Documento original ->
A pesar del sol y del cielo azul por encima del valle que acoge a Sarajevo, la niebla aún no se ha retirado de las colinas y los francotiradores no pueden apuntar a los viandantes. Por este motivo, ella retrasa la visita diaria a su familia hasta después del trabajo.

Pasea y charla con una amiga de quien ha recibido un poco de pan, y con uno de los escasos tenderos que abren sus puertas en este barrio de planta cuadriculada. Apenas presta atención al escaparate donde unas peceras vacías se amontonan inútilmente. El dueño se cobijó hace ya tiempo en la ferretería de enfrente: la falta de electricidad y la escasez de agua mataron a los peces y a su negocio. Zumreta quiere comprar cebollas para el pastel de Año Nuevo. Se dirige al mercado negro. Las cebollas son un lujo que cuesta 20 marcos, 20 veces el salario del decano de la facultad de Medicina, Nedzaz Mulabegovic, que esta tarde esquivará el fuego de. los francotiradores para ir a buscar un paquete con café, chocolate y artículos de limpieza al Holiday Inn, el hotel donde se alojan los periodistas extranjeros. El envío viene de parte de la hermana de una mujer croata casada con un oficial portugués.

Datos de origen ->
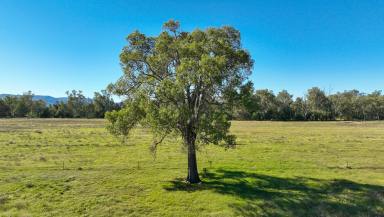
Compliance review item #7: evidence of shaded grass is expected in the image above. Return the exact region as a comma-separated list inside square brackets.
[0, 119, 384, 216]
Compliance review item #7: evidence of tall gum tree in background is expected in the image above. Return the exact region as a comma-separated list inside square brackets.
[106, 20, 253, 183]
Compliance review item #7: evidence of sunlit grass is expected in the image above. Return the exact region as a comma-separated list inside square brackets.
[0, 119, 384, 216]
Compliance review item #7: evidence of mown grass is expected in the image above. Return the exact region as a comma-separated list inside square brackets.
[0, 119, 384, 216]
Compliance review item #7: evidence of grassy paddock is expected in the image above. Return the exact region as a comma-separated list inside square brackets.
[0, 119, 384, 217]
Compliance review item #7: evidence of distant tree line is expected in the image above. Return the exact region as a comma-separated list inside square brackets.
[233, 82, 384, 121]
[0, 85, 384, 121]
[0, 90, 120, 118]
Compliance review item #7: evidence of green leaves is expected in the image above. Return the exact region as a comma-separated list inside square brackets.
[106, 20, 253, 147]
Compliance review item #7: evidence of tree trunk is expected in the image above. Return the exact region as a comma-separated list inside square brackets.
[185, 128, 201, 183]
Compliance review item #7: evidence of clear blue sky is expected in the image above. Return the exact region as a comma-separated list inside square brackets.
[0, 0, 384, 96]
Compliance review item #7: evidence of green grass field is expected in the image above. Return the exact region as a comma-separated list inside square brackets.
[0, 119, 384, 217]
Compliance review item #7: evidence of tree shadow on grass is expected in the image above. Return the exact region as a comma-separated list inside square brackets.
[164, 169, 384, 217]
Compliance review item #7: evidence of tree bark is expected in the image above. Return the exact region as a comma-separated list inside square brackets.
[185, 128, 201, 183]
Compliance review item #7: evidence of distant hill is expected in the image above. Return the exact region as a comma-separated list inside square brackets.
[0, 94, 67, 105]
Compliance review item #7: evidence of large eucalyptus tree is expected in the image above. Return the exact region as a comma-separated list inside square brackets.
[106, 20, 253, 183]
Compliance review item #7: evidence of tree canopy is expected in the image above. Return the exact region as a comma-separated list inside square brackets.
[106, 20, 253, 183]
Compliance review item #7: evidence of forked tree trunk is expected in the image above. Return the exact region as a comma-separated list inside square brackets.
[185, 129, 201, 183]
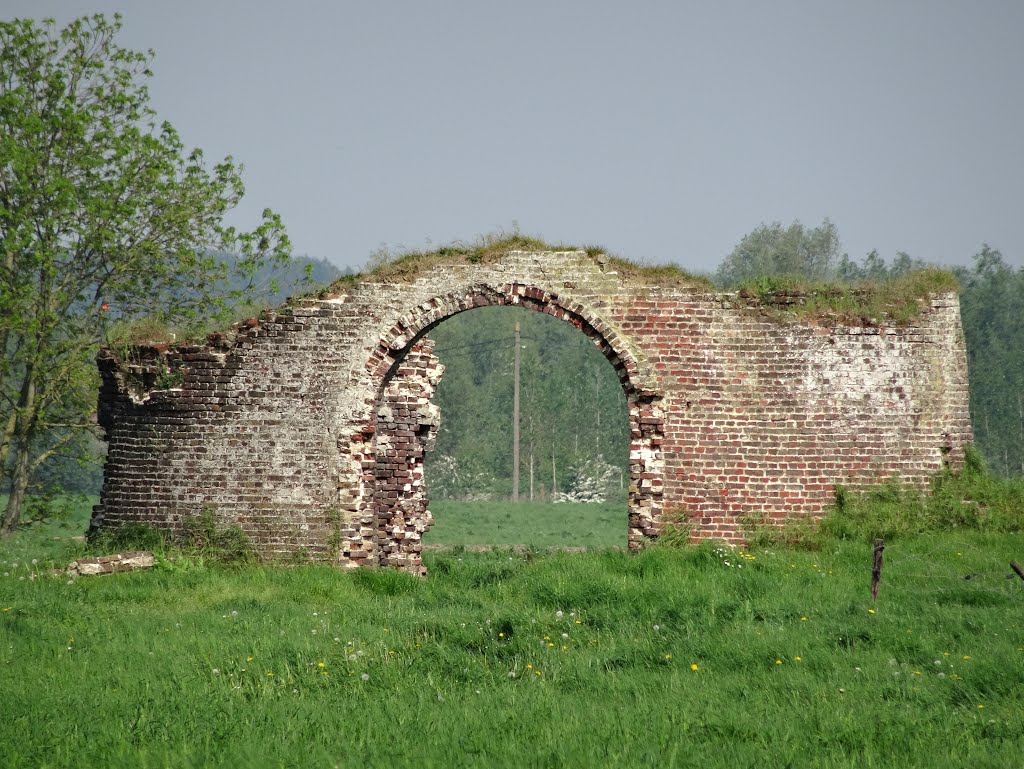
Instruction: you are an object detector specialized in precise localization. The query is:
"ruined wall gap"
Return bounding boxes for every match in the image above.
[93,251,971,573]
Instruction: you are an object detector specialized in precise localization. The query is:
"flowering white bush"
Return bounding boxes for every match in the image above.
[552,456,618,502]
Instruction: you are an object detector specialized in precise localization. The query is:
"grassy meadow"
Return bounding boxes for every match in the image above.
[0,489,1024,769]
[424,500,628,548]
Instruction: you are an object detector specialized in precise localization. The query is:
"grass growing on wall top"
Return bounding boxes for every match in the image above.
[736,267,958,326]
[322,232,713,294]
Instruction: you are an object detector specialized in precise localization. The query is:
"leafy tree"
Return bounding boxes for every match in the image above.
[426,307,630,499]
[956,245,1024,474]
[0,14,290,533]
[715,219,840,287]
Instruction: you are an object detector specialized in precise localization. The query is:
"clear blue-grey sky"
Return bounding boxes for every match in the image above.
[8,0,1024,270]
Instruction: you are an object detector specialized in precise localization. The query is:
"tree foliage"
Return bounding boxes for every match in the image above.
[426,307,629,500]
[0,14,289,532]
[715,219,840,287]
[956,245,1024,474]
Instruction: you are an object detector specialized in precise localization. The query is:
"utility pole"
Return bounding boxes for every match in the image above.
[512,321,520,502]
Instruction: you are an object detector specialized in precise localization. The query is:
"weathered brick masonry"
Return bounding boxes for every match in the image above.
[93,251,971,572]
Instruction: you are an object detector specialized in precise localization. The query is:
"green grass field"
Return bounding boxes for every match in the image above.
[0,499,1024,769]
[424,500,628,548]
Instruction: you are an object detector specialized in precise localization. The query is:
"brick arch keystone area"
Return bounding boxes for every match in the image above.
[356,283,665,571]
[91,251,972,573]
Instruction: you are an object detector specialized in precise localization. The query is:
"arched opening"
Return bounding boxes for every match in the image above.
[347,284,664,573]
[424,306,630,547]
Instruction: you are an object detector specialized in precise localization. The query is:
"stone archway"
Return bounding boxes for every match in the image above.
[358,283,665,573]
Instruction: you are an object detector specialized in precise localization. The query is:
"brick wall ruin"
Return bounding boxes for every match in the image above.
[92,251,971,573]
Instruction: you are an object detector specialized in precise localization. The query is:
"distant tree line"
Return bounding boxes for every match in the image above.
[426,307,629,501]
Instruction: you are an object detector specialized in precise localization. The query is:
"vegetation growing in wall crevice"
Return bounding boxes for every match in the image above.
[311,232,713,298]
[735,267,959,327]
[741,445,1024,550]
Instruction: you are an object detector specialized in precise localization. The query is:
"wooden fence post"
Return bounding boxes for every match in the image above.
[871,540,886,601]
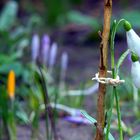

Objetivo del ejercicio -> ¿Puedes volver a copiar el texto sobre Sarajevo completo, sin alterar nada?

Tarea completada ->
A pesar del sol y del cielo azul por encima del valle que acoge a Sarajevo, la niebla aún no se ha retirado de las colinas y los francotiradores no pueden apuntar a los viandantes. Por este motivo, ella retrasa la visita diaria a su familia hasta después del trabajo.

Pasea y charla con una amiga de quien ha recibido un poco de pan, y con uno de los escasos tenderos que abren sus puertas en este barrio de planta cuadriculada. Apenas presta atención al escaparate donde unas peceras vacías se amontonan inútilmente. El dueño se cobijó hace ya tiempo en la ferretería de enfrente: la falta de electricidad y la escasez de agua mataron a los peces y a su negocio. Zumreta quiere comprar cebollas para el pastel de Año Nuevo. Se dirige al mercado negro. Las cebollas son un lujo que cuesta 20 marcos, 20 veces el salario del decano de la facultad de Medicina, Nedzaz Mulabegovic, que esta tarde esquivará el fuego de. los francotiradores para ir a buscar un paquete con café, chocolate y artículos de limpieza al Holiday Inn, el hotel donde se alojan los periodistas extranjeros. El envío viene de parte de la hermana de una mujer croata casada con un oficial portugués.